[Point-per-instance localization data]
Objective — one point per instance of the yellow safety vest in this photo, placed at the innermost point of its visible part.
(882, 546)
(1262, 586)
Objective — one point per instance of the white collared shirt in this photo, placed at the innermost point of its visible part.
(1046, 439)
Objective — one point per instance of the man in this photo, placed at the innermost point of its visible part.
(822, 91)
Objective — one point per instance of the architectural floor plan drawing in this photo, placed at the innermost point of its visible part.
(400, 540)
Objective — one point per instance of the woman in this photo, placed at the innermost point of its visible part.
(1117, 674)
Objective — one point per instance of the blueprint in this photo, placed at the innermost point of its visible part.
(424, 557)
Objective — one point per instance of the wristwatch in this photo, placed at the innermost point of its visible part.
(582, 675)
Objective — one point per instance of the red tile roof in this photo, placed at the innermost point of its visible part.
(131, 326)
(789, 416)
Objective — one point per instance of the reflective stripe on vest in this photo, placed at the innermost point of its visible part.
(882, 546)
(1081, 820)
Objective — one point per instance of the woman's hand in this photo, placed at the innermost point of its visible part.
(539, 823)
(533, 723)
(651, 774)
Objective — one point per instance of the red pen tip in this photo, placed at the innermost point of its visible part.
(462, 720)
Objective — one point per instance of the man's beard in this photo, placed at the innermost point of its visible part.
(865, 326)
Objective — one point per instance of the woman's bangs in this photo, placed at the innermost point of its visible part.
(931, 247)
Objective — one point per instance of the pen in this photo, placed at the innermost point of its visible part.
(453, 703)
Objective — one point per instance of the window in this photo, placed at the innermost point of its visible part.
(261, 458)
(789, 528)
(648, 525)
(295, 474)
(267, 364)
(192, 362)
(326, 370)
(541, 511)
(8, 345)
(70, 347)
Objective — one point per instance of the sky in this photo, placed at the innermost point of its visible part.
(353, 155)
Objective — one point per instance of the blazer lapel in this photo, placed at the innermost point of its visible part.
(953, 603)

* [Exercise description]: Without leaving anything out, repeat every entry shown above.

* [Response area]:
Objective — one point per instance of the yellow safety vest in this photo, placed at the innermost point of its visible part.
(882, 546)
(1262, 586)
Objective — one point per instance of the white collared shirt in this photo, placed at the innermost point of its visible part.
(1046, 439)
Objective — one point per instance of the man in this photo, placed at the innermost point of its visible part.
(822, 91)
Objective — one point per instance of the architectural floor plan drawing in this photo, placed at the innermost point of its visible part.
(400, 540)
Objective — one point per instance of the woman in this photo, placed at the innermost point of its visible part.
(1117, 674)
Objective — one point per instance of the blueprint in this photo, placed at the innermost point of its visible part.
(424, 557)
Objective — one point per instance of the wristwatch in this photo, placed at the innermost point of its visible part.
(582, 675)
Objective — one point per instance of the red tile roof in this photo, placed at the innermost point of its visible part.
(131, 326)
(789, 416)
Objective — one point per instance of the reflective stripe on vest in this photo, placed at the innermost point of its visible part.
(882, 546)
(1081, 820)
Objective — one point per instance of the woman's hand in this photo, placed at the innermost point of its visible part.
(539, 823)
(533, 723)
(651, 774)
Objective — one point per instance of the red pen tip in this photo, placed at the innermost point of its visible part.
(462, 720)
Objective — one point per instance of the man's beard in this photo, placed at the innermost point of its visible part.
(865, 326)
Objective — one point per instance of the woman's bangs in this photo, placed at the innermost point of its visible part.
(931, 247)
Objective — one point per instance of the pen in this photo, placed at the innermost point of its visible part.
(453, 703)
Objective — one point per instance of the window in this photo, placed at the innermost point of its visible part.
(261, 458)
(789, 528)
(648, 525)
(295, 474)
(267, 364)
(192, 362)
(326, 370)
(541, 511)
(8, 345)
(70, 347)
Objective — one point per instance of the sky in this photo, placed at the innermost point of its visible part.
(353, 155)
Objective — one point per instance of the blazer lapel in this photo, placed at the innermost point of its visible part.
(953, 603)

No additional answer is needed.